● Excerpted text:
* Begin *
FIG. 1 is a block diagram of an exemplary output driver circuit 10. Output driver circuit 10 may include a 1st order gain stage 12, a voltage follower 14, and an n-type transistor 16. Output driver circuit 10 may receive an input voltage VIN and provide an output voltage VOUT, which in turn could be coupled to a load to provide load current ILOAD. By way of example, 1st order gain stage 12 may be used to provide a high-frequency feedback loop to maintain the output voltage VOUT steady when large load transients occur; and voltage follower 14 may be used as a low-frequency voltage follower (buffer) to precisely regulate the output voltage VOUT. In operation, when there is a step increase in load current ILOAD, 1st order gain stage 12 and voltage follower 14 may almost instantaneously increase the voltage at the gate (VGATE) of n-type transistor 16. This in turn would result in an increased gate to source voltage for n-type transistor 16 resulting in lower voltage ripple at an output of output driver circuit 10.

FIG. 2 is a block diagram of another exemplary output driver circuit 20. In one embodiment, output driver circuit 20 may be an implementation of output driver circuit 10 of FIG. 1. In one embodiment, output driver circuit 20 may include an n-type transistor 16, for example, which may be configured to function as an output device of the output driver circuit 20. The output driver circuit 20 may further include a biasing current-mirror 22 and another biasing current-mirror 24. The output driver circuit 20 may further include two other n-type transistors 26 and 28. A first terminal of n-type transistor 16 may be coupled to a power supply voltage VDD; a second terminal of n-type transistor 16 may be coupled to at least one load that may require load current ILOAD. The output driver circuit 20 may further include an input stage and an output stage. The input stage may include n-type transistor 26 having a first terminal coupled to a biasing current terminal (e.g., a terminal coupled to biasing current-mirror 22) and the control terminal of n-type transistor 16. A second terminal of n-type transistor 26 may be coupled to receive an input voltage VIN and may also be coupled to another biasing current-terminal (e.g., a terminal coupled to biasing current-mirror 24). The input voltage VIN may be received from an output of a voltage regulator. Alternatively, the input voltage VIN may be a band-gap voltage or a reference voltage.
* End *
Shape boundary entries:
* Begin *
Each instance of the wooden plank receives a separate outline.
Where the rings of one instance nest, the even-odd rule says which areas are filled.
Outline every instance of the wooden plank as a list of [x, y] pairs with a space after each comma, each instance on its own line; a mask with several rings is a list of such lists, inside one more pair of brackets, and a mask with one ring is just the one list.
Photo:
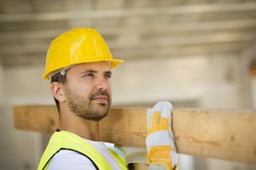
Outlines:
[[[112, 108], [100, 121], [102, 141], [145, 147], [146, 108]], [[54, 106], [13, 108], [18, 129], [52, 133]], [[173, 131], [179, 153], [256, 163], [256, 111], [174, 108]]]

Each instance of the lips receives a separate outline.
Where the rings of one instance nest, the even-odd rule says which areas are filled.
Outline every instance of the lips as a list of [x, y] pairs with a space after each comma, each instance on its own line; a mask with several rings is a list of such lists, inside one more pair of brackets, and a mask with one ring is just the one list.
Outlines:
[[104, 102], [109, 101], [108, 96], [105, 96], [105, 95], [97, 95], [97, 96], [95, 96], [92, 99], [98, 101], [98, 102]]

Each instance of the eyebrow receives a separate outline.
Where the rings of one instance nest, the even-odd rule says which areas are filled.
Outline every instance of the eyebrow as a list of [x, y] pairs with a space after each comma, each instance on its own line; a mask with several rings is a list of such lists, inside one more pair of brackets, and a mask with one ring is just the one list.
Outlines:
[[[89, 69], [89, 70], [85, 70], [85, 71], [81, 72], [79, 74], [84, 74], [84, 73], [86, 73], [86, 72], [97, 73], [99, 72], [96, 71], [96, 70]], [[112, 72], [110, 70], [108, 70], [108, 71], [104, 72], [104, 73], [112, 74]]]

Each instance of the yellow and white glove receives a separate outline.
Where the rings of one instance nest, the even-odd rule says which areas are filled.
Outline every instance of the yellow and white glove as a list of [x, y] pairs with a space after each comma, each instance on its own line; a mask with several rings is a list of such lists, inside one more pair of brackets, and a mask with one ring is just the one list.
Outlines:
[[178, 162], [172, 129], [172, 105], [158, 102], [147, 111], [146, 144], [150, 158], [150, 170], [176, 169]]
[[146, 148], [127, 147], [115, 144], [115, 147], [120, 150], [125, 158], [125, 163], [128, 169], [133, 169], [134, 164], [149, 164], [149, 159]]

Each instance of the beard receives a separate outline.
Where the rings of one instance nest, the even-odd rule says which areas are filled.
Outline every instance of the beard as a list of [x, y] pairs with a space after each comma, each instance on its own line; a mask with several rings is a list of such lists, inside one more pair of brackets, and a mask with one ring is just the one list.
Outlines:
[[[97, 95], [104, 95], [108, 98], [105, 102], [94, 102], [94, 98]], [[100, 121], [104, 118], [110, 109], [111, 99], [106, 91], [99, 90], [89, 96], [87, 98], [83, 95], [77, 95], [67, 89], [67, 102], [70, 111], [76, 116], [87, 120]]]

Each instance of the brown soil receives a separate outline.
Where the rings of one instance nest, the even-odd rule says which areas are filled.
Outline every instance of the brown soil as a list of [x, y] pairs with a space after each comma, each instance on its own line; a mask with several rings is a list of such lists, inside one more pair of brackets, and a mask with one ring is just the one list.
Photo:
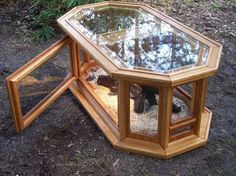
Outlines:
[[16, 134], [5, 78], [61, 36], [32, 42], [29, 1], [1, 1], [0, 175], [236, 175], [236, 6], [214, 2], [152, 4], [224, 45], [219, 72], [209, 82], [206, 105], [213, 120], [207, 145], [160, 160], [112, 148], [69, 91]]

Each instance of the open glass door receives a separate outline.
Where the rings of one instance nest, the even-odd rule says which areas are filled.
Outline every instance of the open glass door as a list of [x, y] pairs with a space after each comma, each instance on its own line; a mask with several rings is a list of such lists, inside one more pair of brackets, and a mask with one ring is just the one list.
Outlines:
[[20, 132], [77, 79], [76, 44], [65, 37], [7, 78], [16, 131]]

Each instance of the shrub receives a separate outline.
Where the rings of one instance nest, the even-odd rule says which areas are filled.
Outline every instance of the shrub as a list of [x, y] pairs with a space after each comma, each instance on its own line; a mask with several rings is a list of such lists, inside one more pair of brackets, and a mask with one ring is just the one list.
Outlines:
[[34, 0], [38, 9], [33, 17], [33, 25], [37, 30], [33, 33], [35, 41], [45, 41], [56, 35], [56, 19], [71, 8], [103, 0]]

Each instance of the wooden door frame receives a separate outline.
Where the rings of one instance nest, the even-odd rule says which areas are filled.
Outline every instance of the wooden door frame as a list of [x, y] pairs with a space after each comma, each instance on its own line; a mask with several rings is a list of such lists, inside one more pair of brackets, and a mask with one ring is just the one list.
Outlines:
[[[33, 107], [26, 115], [23, 115], [20, 103], [20, 93], [18, 90], [18, 83], [20, 80], [25, 78], [29, 73], [39, 68], [45, 62], [50, 60], [59, 51], [66, 46], [70, 48], [70, 60], [71, 60], [71, 73], [69, 73], [64, 81], [59, 84], [52, 92], [44, 97], [35, 107]], [[66, 36], [59, 40], [51, 47], [43, 51], [41, 54], [31, 59], [28, 63], [18, 69], [16, 72], [11, 74], [6, 79], [8, 94], [12, 105], [12, 112], [16, 131], [19, 133], [27, 126], [29, 126], [33, 120], [35, 120], [49, 105], [51, 105], [65, 90], [69, 88], [71, 83], [78, 78], [78, 52], [75, 50], [76, 43], [71, 40], [70, 37]]]

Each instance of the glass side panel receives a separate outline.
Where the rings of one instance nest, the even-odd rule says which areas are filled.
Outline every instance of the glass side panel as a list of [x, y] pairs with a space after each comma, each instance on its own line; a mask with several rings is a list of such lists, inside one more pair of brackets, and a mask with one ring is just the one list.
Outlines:
[[35, 69], [18, 83], [23, 116], [50, 94], [71, 72], [69, 47]]
[[175, 124], [192, 118], [194, 113], [192, 84], [189, 83], [175, 88], [173, 94], [171, 123]]
[[208, 57], [208, 46], [139, 8], [83, 9], [68, 23], [123, 68], [168, 73]]
[[130, 132], [156, 137], [159, 116], [159, 89], [132, 83], [130, 85]]

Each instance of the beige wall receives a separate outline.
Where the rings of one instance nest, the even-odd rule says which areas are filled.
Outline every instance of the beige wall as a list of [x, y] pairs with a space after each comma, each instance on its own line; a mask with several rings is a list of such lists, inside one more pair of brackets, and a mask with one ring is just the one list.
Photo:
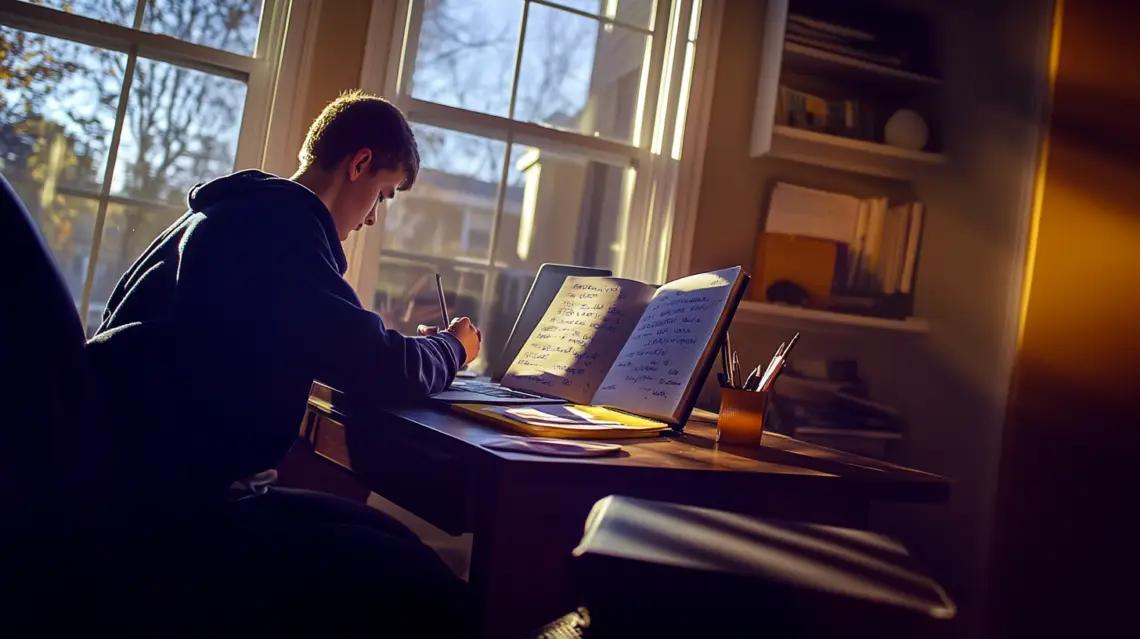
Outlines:
[[[914, 2], [911, 2], [914, 3]], [[1019, 246], [1032, 183], [1036, 75], [1048, 3], [963, 0], [937, 6], [944, 42], [944, 114], [951, 163], [913, 183], [748, 154], [765, 3], [725, 2], [693, 237], [694, 271], [752, 265], [773, 182], [855, 195], [918, 197], [927, 221], [917, 312], [929, 335], [805, 325], [798, 354], [854, 358], [872, 395], [909, 421], [904, 464], [954, 481], [940, 506], [883, 507], [877, 527], [902, 538], [961, 606], [950, 632], [980, 631], [986, 549], [1001, 447], [1010, 339], [1020, 289]], [[1029, 172], [1026, 173], [1026, 166]], [[791, 329], [735, 322], [742, 359], [766, 361]], [[706, 387], [706, 402], [716, 391]]]

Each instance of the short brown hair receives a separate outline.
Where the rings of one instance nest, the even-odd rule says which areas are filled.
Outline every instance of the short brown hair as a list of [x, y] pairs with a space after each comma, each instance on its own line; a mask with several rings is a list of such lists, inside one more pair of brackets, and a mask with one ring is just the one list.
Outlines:
[[398, 187], [412, 188], [420, 173], [420, 148], [408, 121], [392, 103], [360, 91], [347, 91], [336, 98], [309, 126], [298, 161], [304, 171], [316, 164], [332, 171], [359, 149], [372, 151], [373, 171], [404, 169], [407, 174]]

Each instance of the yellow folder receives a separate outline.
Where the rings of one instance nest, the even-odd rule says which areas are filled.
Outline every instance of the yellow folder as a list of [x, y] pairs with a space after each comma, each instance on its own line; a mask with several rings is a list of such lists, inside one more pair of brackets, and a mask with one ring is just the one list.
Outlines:
[[598, 405], [453, 404], [451, 408], [488, 424], [538, 437], [620, 440], [651, 437], [669, 429], [663, 421]]

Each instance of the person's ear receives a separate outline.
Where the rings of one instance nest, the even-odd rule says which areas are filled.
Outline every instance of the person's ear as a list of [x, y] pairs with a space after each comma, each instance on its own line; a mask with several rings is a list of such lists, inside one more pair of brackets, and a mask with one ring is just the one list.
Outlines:
[[372, 163], [372, 149], [360, 149], [352, 155], [349, 162], [349, 181], [357, 181], [360, 175], [368, 170], [368, 164]]

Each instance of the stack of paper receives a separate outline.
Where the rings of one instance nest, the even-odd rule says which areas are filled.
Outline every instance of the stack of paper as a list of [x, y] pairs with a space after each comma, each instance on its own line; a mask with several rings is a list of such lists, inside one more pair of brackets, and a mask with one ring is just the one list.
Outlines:
[[597, 405], [486, 405], [455, 404], [461, 412], [539, 437], [616, 440], [649, 437], [669, 429], [663, 421]]

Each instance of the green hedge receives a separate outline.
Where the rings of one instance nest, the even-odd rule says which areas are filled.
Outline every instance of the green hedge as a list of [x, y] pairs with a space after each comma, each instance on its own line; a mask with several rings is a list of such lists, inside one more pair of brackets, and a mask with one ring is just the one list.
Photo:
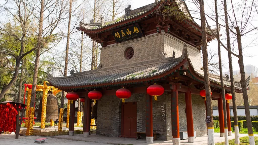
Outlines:
[[[213, 116], [213, 120], [219, 120], [219, 116]], [[246, 118], [245, 116], [237, 116], [238, 120], [246, 120]], [[230, 120], [231, 121], [234, 120], [234, 116], [230, 116]], [[258, 116], [251, 116], [251, 121], [258, 121]]]
[[213, 126], [215, 129], [219, 127], [220, 122], [217, 120], [214, 120], [213, 121]]
[[244, 128], [247, 128], [247, 123], [246, 123], [246, 120], [241, 120], [243, 121], [244, 124], [243, 124], [243, 127]]
[[[238, 123], [238, 130], [239, 132], [241, 131], [243, 129], [243, 126], [244, 125], [244, 122], [243, 121], [238, 121], [237, 122]], [[234, 124], [234, 121], [231, 121], [231, 127], [233, 128], [233, 131], [235, 131], [235, 126]]]
[[256, 132], [258, 131], [258, 121], [252, 121], [252, 125], [254, 128], [254, 129]]

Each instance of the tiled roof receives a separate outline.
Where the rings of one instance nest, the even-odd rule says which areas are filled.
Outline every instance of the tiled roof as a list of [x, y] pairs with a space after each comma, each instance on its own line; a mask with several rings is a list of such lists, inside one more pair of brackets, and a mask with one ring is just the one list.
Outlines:
[[[183, 12], [184, 14], [189, 16], [188, 20], [189, 20], [190, 22], [189, 23], [186, 21], [186, 23], [190, 25], [193, 28], [197, 29], [197, 28], [195, 28], [191, 24], [191, 23], [193, 23], [195, 25], [198, 26], [199, 27], [198, 28], [200, 28], [201, 26], [196, 23], [193, 19], [186, 4], [184, 2], [184, 1], [183, 0], [179, 0], [177, 1], [174, 0], [170, 0], [173, 2], [175, 5], [178, 7], [180, 10], [181, 12]], [[76, 28], [78, 30], [84, 29], [90, 31], [98, 30], [109, 26], [120, 23], [124, 21], [140, 17], [144, 14], [149, 12], [150, 13], [151, 11], [152, 12], [151, 13], [151, 14], [152, 15], [154, 13], [154, 11], [155, 10], [155, 8], [160, 6], [161, 5], [159, 4], [160, 4], [162, 2], [164, 2], [164, 1], [160, 1], [157, 3], [152, 3], [135, 10], [132, 10], [130, 12], [130, 14], [126, 18], [124, 18], [124, 16], [123, 15], [116, 19], [105, 22], [102, 23], [93, 23], [94, 24], [90, 24], [81, 22], [79, 24], [79, 27], [76, 27]], [[185, 8], [185, 9], [184, 8]], [[145, 17], [146, 17], [147, 16], [145, 16]], [[216, 31], [216, 29], [213, 29], [213, 30], [215, 30], [213, 32], [215, 34], [216, 34], [217, 33]], [[213, 36], [213, 35], [210, 32], [210, 31], [207, 29], [207, 32], [210, 35]]]
[[[182, 53], [182, 56], [175, 58], [173, 57], [166, 58], [154, 63], [143, 64], [140, 63], [140, 64], [138, 65], [131, 67], [126, 66], [125, 67], [116, 69], [107, 70], [101, 68], [63, 77], [53, 77], [49, 75], [47, 80], [52, 85], [57, 88], [75, 87], [82, 88], [85, 86], [104, 86], [109, 83], [122, 84], [129, 81], [137, 82], [139, 81], [139, 80], [151, 79], [154, 77], [162, 75], [172, 69], [178, 69], [183, 65], [182, 64], [179, 65], [186, 59], [188, 63], [188, 72], [190, 75], [193, 79], [204, 83], [202, 80], [204, 78], [203, 71], [195, 69], [188, 57], [187, 50], [184, 50], [183, 51], [185, 52]], [[225, 78], [224, 80], [225, 87], [230, 88], [230, 80]], [[210, 74], [210, 81], [216, 85], [211, 84], [211, 86], [221, 88], [219, 76]], [[249, 81], [250, 78], [248, 78], [246, 80], [247, 87], [248, 87]], [[242, 86], [240, 82], [235, 81], [235, 89], [241, 90]], [[227, 89], [228, 91], [231, 90]]]
[[166, 62], [160, 62], [133, 68], [122, 68], [116, 70], [103, 71], [101, 69], [90, 71], [84, 74], [53, 78], [49, 76], [48, 80], [57, 87], [78, 87], [115, 83], [130, 80], [136, 80], [159, 75], [173, 68], [183, 59]]

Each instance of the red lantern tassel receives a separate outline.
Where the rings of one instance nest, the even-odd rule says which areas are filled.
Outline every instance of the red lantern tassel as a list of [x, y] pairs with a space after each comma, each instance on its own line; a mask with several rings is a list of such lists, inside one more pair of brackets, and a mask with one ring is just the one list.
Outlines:
[[154, 100], [155, 101], [158, 100], [158, 98], [157, 97], [157, 96], [154, 96]]

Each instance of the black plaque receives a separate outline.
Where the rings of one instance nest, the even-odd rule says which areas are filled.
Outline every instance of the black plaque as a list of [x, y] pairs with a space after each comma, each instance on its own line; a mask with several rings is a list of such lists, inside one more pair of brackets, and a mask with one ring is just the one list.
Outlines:
[[140, 27], [137, 23], [115, 30], [111, 31], [111, 33], [117, 43], [143, 36]]
[[211, 116], [206, 116], [206, 119], [205, 120], [206, 123], [210, 123], [211, 122]]

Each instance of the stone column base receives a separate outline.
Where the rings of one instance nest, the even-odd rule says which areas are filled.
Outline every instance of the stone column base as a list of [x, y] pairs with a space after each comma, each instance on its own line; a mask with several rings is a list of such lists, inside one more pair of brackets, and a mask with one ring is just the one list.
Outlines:
[[173, 145], [180, 145], [181, 141], [180, 138], [173, 138], [172, 140], [173, 142]]
[[69, 136], [73, 136], [74, 135], [74, 132], [73, 131], [69, 131]]
[[188, 137], [187, 138], [188, 139], [188, 142], [194, 143], [194, 137]]
[[153, 137], [146, 137], [146, 142], [147, 144], [153, 143]]
[[90, 132], [83, 132], [83, 137], [87, 138], [89, 137], [89, 135], [90, 134]]

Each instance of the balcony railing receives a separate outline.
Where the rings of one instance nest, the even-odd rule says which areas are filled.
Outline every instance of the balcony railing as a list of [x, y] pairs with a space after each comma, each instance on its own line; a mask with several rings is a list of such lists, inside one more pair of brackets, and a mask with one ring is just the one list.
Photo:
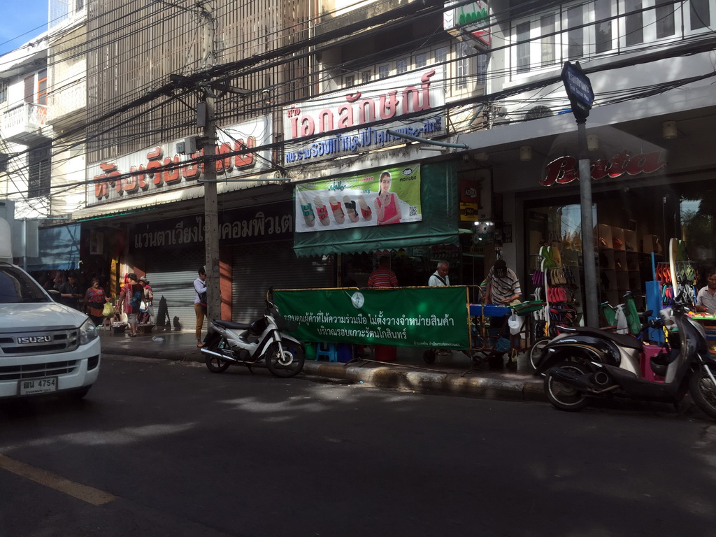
* End *
● What this exercise asks:
1) Reproduce the records from their first line through the line containing "73], [112, 74]]]", both ends included, and leave the pictures out.
2) Continue the description of the output driver circuits from the point where it stops.
The text and the records have no connection to each other.

● Answer set:
1)
Each instance of the wooden plank receives a separate outline.
Where the rings of one instance nest, the even-odd rule says which areas are filled.
Outline every instance of the wooden plank as a list of [x, y] pairs with a space after each comma, each instance on its own line; a mask with several rings is a list of such lists, inside one more pair of brackets, and a mask with one ring is just the one list.
Photo:
Outlines:
[[[112, 108], [100, 121], [102, 141], [145, 147], [146, 108]], [[54, 106], [13, 108], [18, 129], [52, 133]], [[173, 131], [179, 153], [256, 163], [256, 111], [174, 108]]]

Each instance of the lips receives a separate outline.
Where the rings of one instance nest, the even-odd rule says which areas are filled.
Outline every instance of the lips as a list of [x, y] pairs with a space after each comma, each instance on its own line; a mask with several rings is a list of such lists, inside one more pair of brackets, and a mask with one ring is just the one list.
Outlines:
[[104, 102], [109, 101], [108, 96], [105, 96], [105, 95], [97, 95], [97, 96], [95, 96], [92, 99], [98, 101], [98, 102]]

Each instance of the eyebrow receives a separate outline.
Where the rings of one instance nest, the even-odd rule says which areas are filled.
Outline every instance of the eyebrow as a list of [x, y] pairs with a space after each comma, each instance on its own line; a mask with several rings is a list of such lists, inside one more pair of brackets, and a mask with one ring is just the one list.
Outlines:
[[[89, 69], [89, 70], [85, 70], [85, 71], [81, 72], [79, 74], [84, 74], [84, 73], [86, 73], [86, 72], [97, 73], [99, 72], [96, 71], [96, 70]], [[112, 72], [110, 70], [108, 70], [108, 71], [104, 72], [104, 73], [112, 74]]]

2)
The output stage may further include an n-type transistor 28 having a control terminal coupled to the control terminal of n-type transistor 26 of the input stage, a first terminal coupled to a biasing current terminal (e.g., a terminal coupled to biasing current-mirror 22) and the control terminal of n-type transistor 26 of the input stage, and a second terminal coupled to the second terminal of n-type transistor 16. In one embodiment, the output stage and the input stage may be configured to function as (1) a low-frequency voltage follower and (2) a high-frequency feedback loop for the output driver circuit. In operation, when there is a step increase in load current ILOAD, 1st order gain stage 12 and voltage follower 14 may almost instantaneously increase the voltage at the gate (VGATE) of n-type transistor 16. This in turn would result in an increased gate to source voltage for n-type transistor 16 resulting in lower voltage ripple at an output of output driver circuit 20. By way of additional explanation, in one embodiment, during low frequency (e.g., DC) operation, n-type transistor 28 and n-type transistor 26 operate as a voltage follower (buffer) and during high-frequency operation, n-type transistor 28 acts as a 1-stage voltage amplifier. When there is a load step applied at the output (e.g., terminal providing the output voltage VOUT), the loop consisting of n-type transistor 26 (acting as a voltage-follower) and n-type transistor 28 (acting as an amplifier stage) instantaneously increases the voltage at the gate (VGATE) of n-type transistor 16. This in turn increases the gate to source voltage of n-type transistor 16 (acting as the output driver), which in turn reduces the voltage ripple (undershoot and/or overshoot) at the output (e.g., terminal providing the output voltage VOUT). Although FIG. 2 shows a simpler schematic, including a simple current mirror structure formed by n-type transistors 26 and 28, more advanced current mirror topologies, such as cascaded current mirrors can be used.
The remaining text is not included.